Registers

As we have looked at earlier, registers are fast data stores located inside the CPU used for intermediate result storage and indicating various states of execution of the system. The ARM Cortex-M architecture have much simpler registers than its x86 counterpart. The architecture describes 4 categories of registers based on their purpose in the system. Those are as follows:

1. ARM Core Registers (R0-R15)

The ARM Core Registers are the most commonly used registers by a programmer explicitly. These consist:

• 13 General Purpose Registers (R0-R12)
• Two stack pointer (SP) registers, SP_main and SP_process. These registers contain address of the top of stack. These are banked versions of SP, also described as R13.
• The Link Register, (LR), also described as R14. The Link Register stores the return address of a subroutine/function.
• The Program Counter, (PC), sometimes described as R15.

SP Registers

The SP registers An Armv7-M processor implements two stacks:

• The Main stack, SP_main or MSP.
• The Process stack, SP_process or PSP.
  The current stack depends on the mode and, in Thread mode, on the value of the CONTROL.SPSEL bit.
  A reset selects and initializes SP_main.

2. Special Purpose Program Status Register (xPSR)

The x Program Status Register (PSR) is a 32-bit register that comprises three subsections:

1. Application Program Status Register, APSR

It holds flags that can be written by application-level software, that is, by unprivileged software. APSR handling of application-level writeable flags by the MSR and MRS instructions is consistent across all Armv7 profiles.

Bit	Name	Meaning
31	N (Negative)	Set if the result of an operation is negative (i.e., most significant bit is 1 in signed operations).
30	Z (Zero)	Set if the result is zero.
29	C (Carry/borrow)	Set if there is a carry out (for addition) or borrow (for subtraction). Also used for logical shifts.
28	V (Overflow)	Set if a signed overflow occurs (e.g., result too large for signed int).
27	Q (Saturation)	Set when saturation occurs in certain SIMD/DSP instructions.

Record set |
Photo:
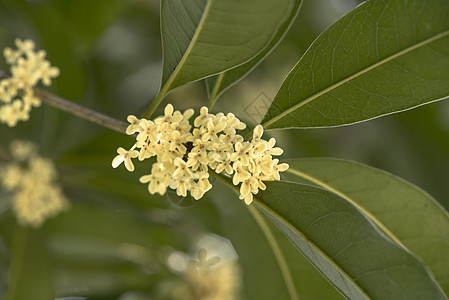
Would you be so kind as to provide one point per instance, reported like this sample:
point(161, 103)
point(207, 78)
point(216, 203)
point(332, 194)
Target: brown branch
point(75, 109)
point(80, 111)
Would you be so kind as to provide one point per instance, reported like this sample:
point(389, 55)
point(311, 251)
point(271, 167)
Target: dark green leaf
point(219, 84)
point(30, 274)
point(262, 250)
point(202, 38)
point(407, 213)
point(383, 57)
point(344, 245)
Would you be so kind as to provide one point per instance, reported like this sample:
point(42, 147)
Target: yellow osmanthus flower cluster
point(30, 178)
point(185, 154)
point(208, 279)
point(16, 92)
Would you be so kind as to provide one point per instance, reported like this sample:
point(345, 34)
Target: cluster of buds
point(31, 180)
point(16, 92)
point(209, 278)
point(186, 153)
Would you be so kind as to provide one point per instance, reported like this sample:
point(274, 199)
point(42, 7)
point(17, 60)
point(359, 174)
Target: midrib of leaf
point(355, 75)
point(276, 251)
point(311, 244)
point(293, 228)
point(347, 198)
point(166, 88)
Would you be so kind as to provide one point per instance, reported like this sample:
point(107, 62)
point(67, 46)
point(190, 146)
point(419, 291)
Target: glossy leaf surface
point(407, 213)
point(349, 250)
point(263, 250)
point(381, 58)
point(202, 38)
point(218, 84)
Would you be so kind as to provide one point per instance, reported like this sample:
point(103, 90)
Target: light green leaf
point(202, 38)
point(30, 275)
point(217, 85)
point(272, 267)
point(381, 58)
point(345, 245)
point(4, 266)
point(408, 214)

Problems |
1 – In the registers text, rewrite the stretch from "1. Application Program" through "all Armv7 profiles.", renaming "APSR" to "Application PSR".
2 – According to the registers text, what does the Link Register store?
3 – How would you render this sentence from the registers text in Spanish: "A reset selects and initializes SP_main."

Answers in order |
1 –
1. Application Program Status Register, Application PSR

It holds flags that can be written by application-level software, that is, by unprivileged software. Application PSR handling of application-level writeable flags by the MSR and MRS instructions is consistent across all Armv7 profiles.

2 – The return address of a subroutine/function.

3 – Un reinicio selecciona e inicializa SP_main.